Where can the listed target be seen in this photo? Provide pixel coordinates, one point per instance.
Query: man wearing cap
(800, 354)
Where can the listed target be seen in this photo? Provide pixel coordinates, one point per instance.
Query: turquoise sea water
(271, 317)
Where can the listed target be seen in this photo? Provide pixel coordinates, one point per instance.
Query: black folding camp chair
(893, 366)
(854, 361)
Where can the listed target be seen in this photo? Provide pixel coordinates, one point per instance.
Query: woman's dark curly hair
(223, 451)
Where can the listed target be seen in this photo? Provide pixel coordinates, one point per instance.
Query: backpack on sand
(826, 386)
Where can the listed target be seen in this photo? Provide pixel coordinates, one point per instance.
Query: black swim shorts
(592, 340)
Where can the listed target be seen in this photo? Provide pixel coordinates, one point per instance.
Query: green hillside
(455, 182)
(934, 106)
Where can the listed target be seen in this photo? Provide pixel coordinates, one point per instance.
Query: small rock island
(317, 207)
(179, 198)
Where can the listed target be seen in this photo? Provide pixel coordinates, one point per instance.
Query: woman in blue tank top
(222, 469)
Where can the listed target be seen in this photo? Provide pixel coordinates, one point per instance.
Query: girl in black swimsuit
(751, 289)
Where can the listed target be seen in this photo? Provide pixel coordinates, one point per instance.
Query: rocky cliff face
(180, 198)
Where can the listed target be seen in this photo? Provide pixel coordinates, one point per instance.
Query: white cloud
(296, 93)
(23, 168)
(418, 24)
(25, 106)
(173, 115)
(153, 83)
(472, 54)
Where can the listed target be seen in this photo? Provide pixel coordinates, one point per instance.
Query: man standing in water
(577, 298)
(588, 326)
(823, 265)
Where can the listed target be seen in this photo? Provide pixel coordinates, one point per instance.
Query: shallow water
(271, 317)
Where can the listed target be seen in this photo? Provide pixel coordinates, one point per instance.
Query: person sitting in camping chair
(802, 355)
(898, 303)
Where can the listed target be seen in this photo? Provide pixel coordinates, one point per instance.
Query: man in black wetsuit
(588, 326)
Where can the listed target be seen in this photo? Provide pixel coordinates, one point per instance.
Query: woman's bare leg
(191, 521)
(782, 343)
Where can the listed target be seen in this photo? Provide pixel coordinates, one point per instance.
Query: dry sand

--*--

**EXERCISE DIRECTIONS:**
Retype the entire listing exactly.

**WRITTEN ANSWER:**
Where can the listed target be seen in this photo? Provide pixel coordinates, one point per instance.
Query: man wearing cap
(800, 354)
Where can the listed target be seen in this photo? Provide pixel coordinates, one point per instance.
Query: turquoise sea water
(271, 317)
Where can the listed target be seen in this photo? Provide pixel coordinates, one point per instance.
Query: black folding camp chair
(893, 366)
(854, 361)
Where can the listed target be seen in this photo? Provide pixel coordinates, one point per instance.
Query: woman's dark curly hair
(223, 451)
Where can the listed target be seen in this photo? Provide pixel coordinates, one point per instance.
Query: backpack on sand
(826, 386)
Where can the listed target be seen in this photo? Provide pixel coordinates, one point per instance.
Query: black swim shorts
(592, 340)
Where can the listed target be seen in this photo? Provide pixel coordinates, one point per instance.
Query: green hillside
(455, 182)
(934, 106)
Where can the listed target be seen in this photo? Provide pixel coordinates, one point per instance.
Query: small rock island
(317, 207)
(179, 198)
Where can the listed target be seen in this photo? Provide pixel coordinates, one point per instance.
Query: woman in blue tank top
(222, 469)
Where can the listed target be seen in this photo? Provide pixel coordinates, one point per instance.
Query: girl in black swimsuit
(751, 289)
Where can the listed target be seen in this photo? Provide pixel coordinates, one point per instance.
Query: rocky cliff face
(180, 198)
Where can the listed target be seen in this photo? Provide pixel coordinates, one point per instance.
Query: white cloud
(296, 93)
(23, 168)
(418, 24)
(25, 106)
(173, 115)
(153, 83)
(472, 54)
Where can the listed target be seen in this photo? Provide pixel coordinates, one point per instance.
Query: man standing in water
(577, 298)
(588, 326)
(823, 265)
Where can the listed target be seen in this photo? Provide pixel coordinates, one point per instance.
Query: shallow water
(271, 317)
Where can the listed target be seen in this photo? Provide pixel coordinates, one point per instance.
Query: person sitting in camping chair
(802, 355)
(898, 303)
Where can the listed target be seen in this photo? Provide pixel coordinates, one point per instance.
Query: man in black wetsuit
(588, 326)
Where can the listed target be seen in this photo? Provide pixel coordinates, one point per instance.
Query: woman's bare leg
(191, 521)
(782, 343)
Where can the listed target be seen in this photo? Provide pixel coordinates, one point per instance.
Query: dry sand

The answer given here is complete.